Please copy the lines starting at the one containing "# Model Card — PixelLocator v2" and ending at the one containing "412;140;427;167", swapping "integer pixel coordinates" for "whole-number pixel coordinates" and leaving everything else unchanged. Leave the pictures out of your answer.

◆ TASK INPUTS ◆
- - - - - - -
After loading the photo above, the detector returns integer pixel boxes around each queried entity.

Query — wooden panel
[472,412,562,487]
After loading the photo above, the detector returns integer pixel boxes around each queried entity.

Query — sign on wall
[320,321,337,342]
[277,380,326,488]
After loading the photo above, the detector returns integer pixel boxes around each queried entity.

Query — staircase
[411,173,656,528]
- - - - - - -
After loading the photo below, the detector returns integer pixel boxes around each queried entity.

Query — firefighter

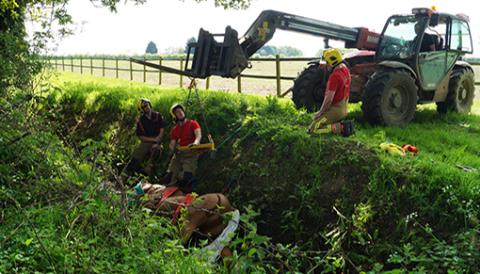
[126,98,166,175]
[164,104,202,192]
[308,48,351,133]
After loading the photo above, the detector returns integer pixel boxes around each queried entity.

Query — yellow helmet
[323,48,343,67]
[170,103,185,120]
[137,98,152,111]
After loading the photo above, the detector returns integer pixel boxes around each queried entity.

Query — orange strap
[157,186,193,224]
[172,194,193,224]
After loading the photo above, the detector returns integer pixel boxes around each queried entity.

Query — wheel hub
- - - - - - -
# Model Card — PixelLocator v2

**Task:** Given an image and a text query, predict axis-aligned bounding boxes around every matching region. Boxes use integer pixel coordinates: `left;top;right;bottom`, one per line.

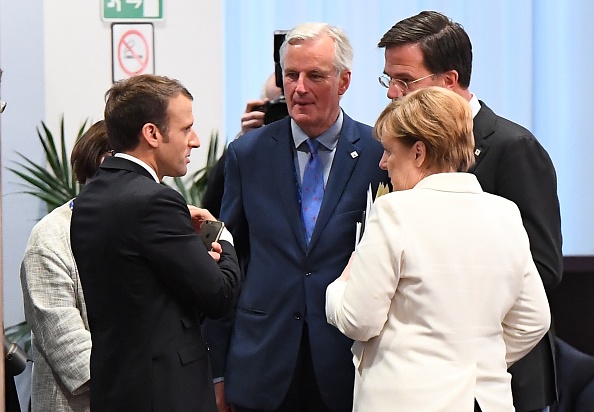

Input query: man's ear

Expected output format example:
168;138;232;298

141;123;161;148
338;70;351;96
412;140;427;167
- - - - - - -
◆ TASK SOLUTION ◆
# Model Card — PixelLocator v2

**Task:** Given an image and a text query, predict axis-aligned bounding boxes around every matching region. Boxes use whole-number pixel coordinates: `left;top;right;bottom`, one per line.


Input query: man's ear

Expected output format example:
168;138;232;298

141;123;161;148
338;70;351;96
412;140;427;167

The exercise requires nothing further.